=== LISTED ENTRIES ===
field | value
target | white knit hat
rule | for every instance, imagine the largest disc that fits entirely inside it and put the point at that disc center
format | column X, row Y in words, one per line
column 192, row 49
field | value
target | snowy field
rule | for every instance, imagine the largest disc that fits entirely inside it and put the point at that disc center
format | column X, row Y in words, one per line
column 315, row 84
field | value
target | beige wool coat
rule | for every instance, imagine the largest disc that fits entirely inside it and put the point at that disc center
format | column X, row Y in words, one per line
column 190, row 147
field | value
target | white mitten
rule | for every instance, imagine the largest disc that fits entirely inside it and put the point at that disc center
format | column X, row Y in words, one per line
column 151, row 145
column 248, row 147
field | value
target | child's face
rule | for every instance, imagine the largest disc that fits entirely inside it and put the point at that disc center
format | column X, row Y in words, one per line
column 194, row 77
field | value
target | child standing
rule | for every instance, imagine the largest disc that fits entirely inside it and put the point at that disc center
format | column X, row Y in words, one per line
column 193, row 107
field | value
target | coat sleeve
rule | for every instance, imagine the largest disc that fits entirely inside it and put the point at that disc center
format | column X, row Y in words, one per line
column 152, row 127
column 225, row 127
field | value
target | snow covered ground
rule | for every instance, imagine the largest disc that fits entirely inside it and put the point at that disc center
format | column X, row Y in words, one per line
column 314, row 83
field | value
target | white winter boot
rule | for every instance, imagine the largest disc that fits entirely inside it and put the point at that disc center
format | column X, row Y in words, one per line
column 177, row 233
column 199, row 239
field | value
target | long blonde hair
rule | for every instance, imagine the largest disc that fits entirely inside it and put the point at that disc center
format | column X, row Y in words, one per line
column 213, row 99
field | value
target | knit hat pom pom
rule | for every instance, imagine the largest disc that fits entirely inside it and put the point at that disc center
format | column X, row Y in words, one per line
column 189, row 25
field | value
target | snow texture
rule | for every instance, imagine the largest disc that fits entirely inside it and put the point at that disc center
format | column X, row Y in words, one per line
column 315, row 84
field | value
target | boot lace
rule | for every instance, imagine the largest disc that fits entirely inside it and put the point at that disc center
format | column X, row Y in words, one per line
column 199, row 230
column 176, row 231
===
### WHAT IS REQUIRED
Show each line of the material above that contains the word "coat", copied in full.

### CORRECT ANSWER
target | beige wool coat
target | coat sleeve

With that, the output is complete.